Files
ai-workflow-skill/docs/tests/orch-skill

Orch Skill Test Plan

Purpose

This directory tracks human-readable test plans for the skills/orch/ Codex skill bundle.

These documents are not command-contract specs for the orch CLI itself. That coverage already lives under ../orch/.

This directory exists to describe a different test surface:

  • whether a leader agent can actually use the packaged orch skill
  • whether the bundled ./assets/orch CLI works inside real skill-guided conversations
  • whether leader-side orchestration driven by the skill reaches the expected run, task, thread, and worktree state

Test Model

  • README.md is the index for this directory
  • each skill test case lives in its own Markdown file
  • use stable case slugs in filenames

Shared Execution Contract

Use these defaults unless a case file explicitly overrides them:

  • run the scenario with real subagents, not simulated transcripts
  • inject skills/orch/ into the leader agent
  • inject skills/inbox/ into worker agents whenever worker-side thread progress is required
  • initialize the shared SQLite DB before launching role agents with INBOX_SKILL_PATH/assets/inbox --db TMPDIR/coord.db --json init
  • require the leader to coordinate through the bundled ./assets/orch CLI from the skill instead of ordinary chat
  • require workers to coordinate through the bundled ./assets/inbox CLI from their skill instead of ordinary chat
  • validate final run and thread state independently from the main thread after the agents stop
  • create any required Git repo fixture before launching agents for worktree cases

How An Agent Runs These Cases

Use one test-runner agent to execute each case.

*INFORMATION SHOWN*:
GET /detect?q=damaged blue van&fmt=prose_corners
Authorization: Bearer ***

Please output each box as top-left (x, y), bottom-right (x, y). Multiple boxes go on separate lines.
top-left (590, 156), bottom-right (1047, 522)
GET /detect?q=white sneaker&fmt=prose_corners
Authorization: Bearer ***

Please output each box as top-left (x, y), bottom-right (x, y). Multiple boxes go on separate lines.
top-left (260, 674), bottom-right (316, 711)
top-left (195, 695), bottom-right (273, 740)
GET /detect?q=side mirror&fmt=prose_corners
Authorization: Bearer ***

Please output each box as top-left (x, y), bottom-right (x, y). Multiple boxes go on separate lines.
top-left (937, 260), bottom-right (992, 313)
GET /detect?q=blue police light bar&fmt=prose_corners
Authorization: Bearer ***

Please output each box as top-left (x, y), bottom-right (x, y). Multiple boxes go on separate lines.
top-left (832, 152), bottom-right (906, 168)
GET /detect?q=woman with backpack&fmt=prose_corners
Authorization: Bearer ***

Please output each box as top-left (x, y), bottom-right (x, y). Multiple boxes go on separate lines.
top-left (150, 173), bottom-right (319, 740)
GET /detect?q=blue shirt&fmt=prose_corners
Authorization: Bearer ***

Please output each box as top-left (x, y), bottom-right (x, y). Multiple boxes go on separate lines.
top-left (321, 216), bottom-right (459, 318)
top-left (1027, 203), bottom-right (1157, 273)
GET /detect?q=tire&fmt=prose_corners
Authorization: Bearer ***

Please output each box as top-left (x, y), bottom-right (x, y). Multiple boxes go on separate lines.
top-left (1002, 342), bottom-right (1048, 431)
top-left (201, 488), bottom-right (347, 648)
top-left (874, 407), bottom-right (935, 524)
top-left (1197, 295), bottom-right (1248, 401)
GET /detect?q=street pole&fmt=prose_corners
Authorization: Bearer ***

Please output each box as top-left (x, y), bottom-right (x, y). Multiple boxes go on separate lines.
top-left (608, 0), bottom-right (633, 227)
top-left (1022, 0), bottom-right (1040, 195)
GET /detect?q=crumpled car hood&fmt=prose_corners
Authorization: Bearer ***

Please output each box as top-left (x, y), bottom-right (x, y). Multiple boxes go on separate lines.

*YOUR TASKS*:
1 – Reproduce the orch skill test plan word for word, from start to end.
2 – Rewrite only the rows between the line holding "GET /detect?q=woman with" and the line holding "top-left (1027, 203), bottom-right", inclusive, with "backpack" changed to "shoulder bag" and everything else unchanged.

*RESPONSES IN ORDER*:
1 –
Files
ai-workflow-skill/docs/tests/orch-skill

Orch Skill Test Plan

Purpose

This directory tracks human-readable test plans for the skills/orch/ Codex skill bundle.

These documents are not command-contract specs for the orch CLI itself. That coverage already lives under ../orch/.

This directory exists to describe a different test surface:

  • whether a leader agent can actually use the packaged orch skill
  • whether the bundled ./assets/orch CLI works inside real skill-guided conversations
  • whether leader-side orchestration driven by the skill reaches the expected run, task, thread, and worktree state

Test Model

  • README.md is the index for this directory
  • each skill test case lives in its own Markdown file
  • use stable case slugs in filenames

Shared Execution Contract

Use these defaults unless a case file explicitly overrides them:

  • run the scenario with real subagents, not simulated transcripts
  • inject skills/orch/ into the leader agent
  • inject skills/inbox/ into worker agents whenever worker-side thread progress is required
  • initialize the shared SQLite DB before launching role agents with INBOX_SKILL_PATH/assets/inbox --db TMPDIR/coord.db --json init
  • require the leader to coordinate through the bundled ./assets/orch CLI from the skill instead of ordinary chat
  • require workers to coordinate through the bundled ./assets/inbox CLI from their skill instead of ordinary chat
  • validate final run and thread state independently from the main thread after the agents stop
  • create any required Git repo fixture before launching agents for worktree cases

How An Agent Runs These Cases

Use one test-runner agent to execute each case.

2 –
GET /detect?q=woman with shoulder bag&fmt=prose_corners
Authorization: Bearer ***

Please output each box as top-left (x, y), bottom-right (x, y). Multiple boxes go on separate lines.
top-left (150, 173), bottom-right (319, 740)
GET /detect?q=blue shirt&fmt=prose_corners
Authorization: Bearer ***

Please output each box as top-left (x, y), bottom-right (x, y). Multiple boxes go on separate lines.
top-left (321, 216), bottom-right (459, 318)
top-left (1027, 203), bottom-right (1157, 273)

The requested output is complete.